→ **Data extract**
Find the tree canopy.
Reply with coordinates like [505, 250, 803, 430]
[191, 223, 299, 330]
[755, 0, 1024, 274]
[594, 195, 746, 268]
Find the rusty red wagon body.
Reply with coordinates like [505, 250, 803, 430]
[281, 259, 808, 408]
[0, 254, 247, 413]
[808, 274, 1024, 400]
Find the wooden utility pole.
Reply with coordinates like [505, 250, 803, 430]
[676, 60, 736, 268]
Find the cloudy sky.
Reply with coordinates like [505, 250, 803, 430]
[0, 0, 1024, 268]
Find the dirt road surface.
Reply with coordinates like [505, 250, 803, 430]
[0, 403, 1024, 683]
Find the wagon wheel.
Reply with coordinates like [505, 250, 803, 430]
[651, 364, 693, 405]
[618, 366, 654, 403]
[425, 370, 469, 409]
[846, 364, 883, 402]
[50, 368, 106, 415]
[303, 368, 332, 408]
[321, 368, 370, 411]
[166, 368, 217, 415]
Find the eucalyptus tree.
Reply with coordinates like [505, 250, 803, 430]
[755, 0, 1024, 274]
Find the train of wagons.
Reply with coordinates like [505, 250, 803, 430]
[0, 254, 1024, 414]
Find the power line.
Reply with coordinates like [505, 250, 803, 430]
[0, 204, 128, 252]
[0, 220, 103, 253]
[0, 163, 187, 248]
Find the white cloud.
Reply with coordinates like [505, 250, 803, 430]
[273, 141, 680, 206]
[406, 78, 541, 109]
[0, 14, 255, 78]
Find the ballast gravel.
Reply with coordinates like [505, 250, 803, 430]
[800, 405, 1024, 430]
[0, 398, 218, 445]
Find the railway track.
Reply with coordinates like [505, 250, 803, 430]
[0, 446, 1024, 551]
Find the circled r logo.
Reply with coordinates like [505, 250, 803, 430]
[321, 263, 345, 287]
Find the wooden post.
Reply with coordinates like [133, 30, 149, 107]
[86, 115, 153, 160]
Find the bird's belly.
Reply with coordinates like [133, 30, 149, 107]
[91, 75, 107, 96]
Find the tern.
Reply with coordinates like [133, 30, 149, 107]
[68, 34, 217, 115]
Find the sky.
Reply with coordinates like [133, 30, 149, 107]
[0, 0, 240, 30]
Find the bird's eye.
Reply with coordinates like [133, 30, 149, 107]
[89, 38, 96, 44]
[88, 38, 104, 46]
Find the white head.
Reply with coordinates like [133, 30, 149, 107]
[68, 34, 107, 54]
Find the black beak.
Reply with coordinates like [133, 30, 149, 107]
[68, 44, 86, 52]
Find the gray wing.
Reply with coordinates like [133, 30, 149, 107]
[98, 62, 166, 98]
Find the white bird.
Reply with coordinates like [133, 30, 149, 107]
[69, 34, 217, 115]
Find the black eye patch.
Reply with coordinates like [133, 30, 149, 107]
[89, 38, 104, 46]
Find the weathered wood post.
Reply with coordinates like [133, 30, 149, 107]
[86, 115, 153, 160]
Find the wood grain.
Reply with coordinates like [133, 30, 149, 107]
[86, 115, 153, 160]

→ **Exercise prompt**
Return all of the entries above word for word, keeping every line unchanged and in its original order.

→ **Correct answer**
Find the tree canopy.
Reply with coordinates like [505, 250, 803, 430]
[191, 223, 299, 330]
[755, 0, 1024, 274]
[594, 195, 746, 268]
Find the rusty red wagon body.
Reply with coordinates like [505, 250, 803, 430]
[281, 259, 808, 408]
[0, 254, 247, 413]
[808, 274, 1024, 400]
Find the wooden utility pole.
Reply with coordinates like [505, 250, 803, 430]
[676, 60, 736, 268]
Find the cloudy sky.
Reply with coordinates like [505, 250, 803, 430]
[0, 0, 1024, 268]
Find the dirt road surface.
Reply with coordinates like [505, 250, 803, 430]
[0, 403, 1024, 683]
Find the wagon wheel.
Reply with coordinates like [505, 250, 803, 430]
[651, 364, 693, 405]
[618, 366, 654, 403]
[425, 370, 469, 409]
[846, 364, 883, 402]
[50, 368, 106, 415]
[303, 368, 332, 408]
[321, 368, 370, 411]
[166, 368, 217, 415]
Find the eucalyptus tree.
Reply with coordinates like [505, 250, 803, 430]
[755, 0, 1024, 274]
Find the train of wagons.
Reply with coordinates like [505, 250, 803, 430]
[0, 254, 1024, 414]
Find the power line.
Reply with coordinates like [505, 250, 803, 430]
[0, 204, 128, 252]
[0, 220, 103, 253]
[0, 163, 187, 248]
Find the white cloud.
Reply with coordinates like [505, 250, 803, 430]
[273, 141, 680, 206]
[406, 78, 541, 109]
[0, 14, 255, 78]
Find the ballast gravel.
Reply with coordinates like [505, 250, 803, 430]
[800, 405, 1024, 430]
[0, 398, 218, 445]
Find the railway track.
Reply with coordinates like [505, 250, 803, 430]
[0, 446, 1024, 551]
Find the circled r logo.
Reply with coordinates like [505, 250, 803, 430]
[321, 263, 345, 287]
Find the wooden post.
Reply with coordinates like [133, 30, 149, 107]
[86, 115, 153, 160]
Find the bird's belly.
Reply with coordinates like [133, 30, 149, 107]
[91, 75, 107, 96]
Find the tern.
Reply with coordinates like [133, 30, 149, 107]
[68, 34, 217, 115]
Find the sky.
Reply with coordinates like [133, 30, 149, 107]
[0, 0, 240, 30]
Find the bird's eye.
Reply with coordinates like [133, 30, 149, 107]
[89, 38, 96, 44]
[88, 38, 104, 46]
Find the white head.
Reply with coordinates like [133, 30, 149, 107]
[68, 34, 107, 54]
Find the black beak.
Reply with coordinates like [133, 30, 149, 107]
[68, 44, 86, 52]
Find the gray wing.
Reply with coordinates like [133, 30, 149, 107]
[98, 62, 166, 98]
Find the white bird.
Reply with coordinates like [133, 30, 149, 107]
[69, 34, 217, 115]
Find the black eye patch.
Reply with coordinates like [133, 30, 149, 107]
[89, 38, 104, 46]
Find the weathered wood post.
Reply with coordinates like [133, 30, 149, 107]
[86, 115, 153, 160]
Find the wood grain.
Reply with coordinates like [133, 30, 149, 107]
[86, 115, 153, 160]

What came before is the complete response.